══ Passage given ══
May 03, 2018 - Posted by: Rocky Mountain Credit Union


If you are looking for an extra bedroom, more bathrooms to clean, a mother in-law suite above the garage, or some other configuration you are not finding during your search for a new house; the answer may lie in building a house. Deciding on this course of action involves different steps than buying an already completed home.

Whether you are looking for a completed home or a new build, financing is something they both have in common. You should start by gathering your financial information when applying for a home loan or a construction loan. Organizing all your information before any loan application will save you stress and time. Having all documents completed and in one file will allow you to meet requests which may vary from one lending institution to another.

Get Necessary Stuff  to Break Some Ground.

  • Prove your income by providing W-2s from at least two years and the previous year’s tax return. If you are self- employed tax returns will be necessary for at least a two year period.
  • Lenders are looking for assurances that you have a consistent income. If you are a contractor or freelancing and being paid irregularly you might have to submit a payroll schedule. Many times profit and loss statements are also required. If you do contract work bring any 1099 forms.
  • Even though you are furnishing copies of tax returns, some lenders may want to see copies from the IRS. This is accomplished by signing IRS Form 4506-T.
  • A paycheck stub will provide information about your employer and proof of your income. In general this will need to be no more than 30 days old. If you have direct deposit allow time to receive assistance from technical support in case there is a glitch downloading and/or printing this information.
  • If you have other sources of income, documents to verify their existence will be necessary. If you are receiving alimony or child support a copy of your divorce decree will be needed. Perhaps you have income producing rental property. Have a copy of the lease agreement in your file.
═══
--- Problem details ---
Transcribe the post above on financing a new home build, word for word and in full.
══ Dataset content ══
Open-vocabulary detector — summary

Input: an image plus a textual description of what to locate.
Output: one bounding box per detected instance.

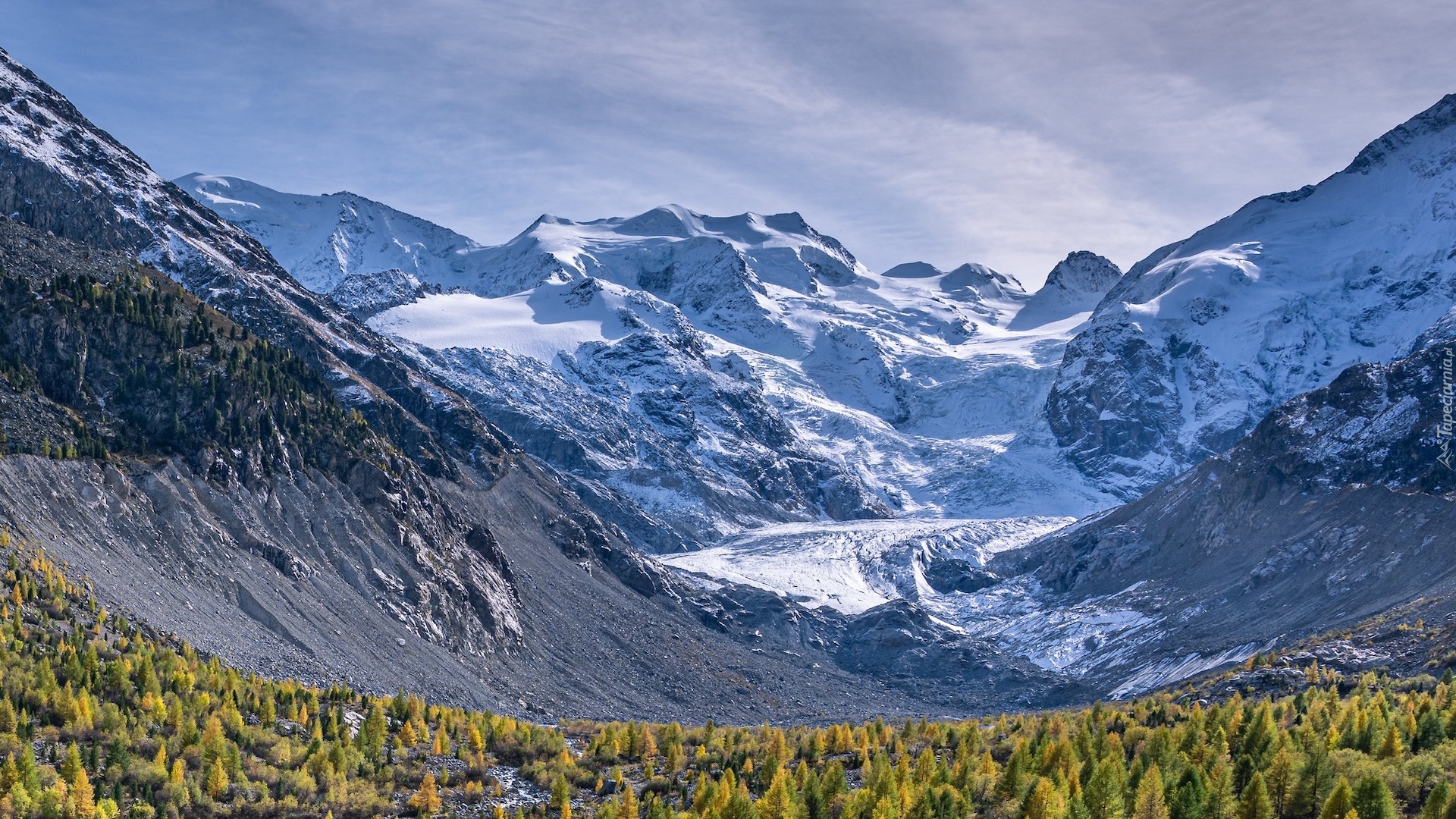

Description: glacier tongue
═══
--- Solution to the problem ---
May 03, 2018 - Posted by: Rocky Mountain Credit Union


If you are looking for an extra bedroom, more bathrooms to clean, a mother in-law suite above the garage, or some other configuration you are not finding during your search for a new house; the answer may lie in building a house. Deciding on this course of action involves different steps than buying an already completed home.

Whether you are looking for a completed home or a new build, financing is something they both have in common. You should start by gathering your financial information when applying for a home loan or a construction loan. Organizing all your information before any loan application will save you stress and time. Having all documents completed and in one file will allow you to meet requests which may vary from one lending institution to another.

Get Necessary Stuff  to Break Some Ground.

  • Prove your income by providing W-2s from at least two years and the previous year’s tax return. If you are self- employed tax returns will be necessary for at least a two year period.
  • Lenders are looking for assurances that you have a consistent income. If you are a contractor or freelancing and being paid irregularly you might have to submit a payroll schedule. Many times profit and loss statements are also required. If you do contract work bring any 1099 forms.
  • Even though you are furnishing copies of tax returns, some lenders may want to see copies from the IRS. This is accomplished by signing IRS Form 4506-T.
  • A paycheck stub will provide information about your employer and proof of your income. In general this will need to be no more than 30 days old. If you have direct deposit allow time to receive assistance from technical support in case there is a glitch downloading and/or printing this information.
  • If you have other sources of income, documents to verify their existence will be necessary. If you are receiving alimony or child support a copy of your divorce decree will be needed. Perhaps you have income producing rental property. Have a copy of the lease agreement in your file.